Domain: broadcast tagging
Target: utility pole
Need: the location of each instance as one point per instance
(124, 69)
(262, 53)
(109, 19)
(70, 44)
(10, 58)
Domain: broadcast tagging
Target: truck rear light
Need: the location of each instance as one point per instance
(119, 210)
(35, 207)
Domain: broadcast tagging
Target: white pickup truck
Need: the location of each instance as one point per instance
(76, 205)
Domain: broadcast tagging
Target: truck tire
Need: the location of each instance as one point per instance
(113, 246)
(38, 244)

▶ **What the task asks**
Repeat exactly the lines from the first line of the records above through the line containing "Target: white pickup truck", both included, and nothing else.

▶ **Solution to this problem**
Domain: broadcast tagging
Target: utility pole
Need: the location of each instance as one point per instance
(124, 69)
(262, 53)
(109, 19)
(70, 44)
(10, 58)
Domain: broadcast tagging
Target: truck rear light
Need: the location of each instance as one point per instance
(119, 210)
(35, 207)
Domain: broadcast tagging
Target: white pickup truck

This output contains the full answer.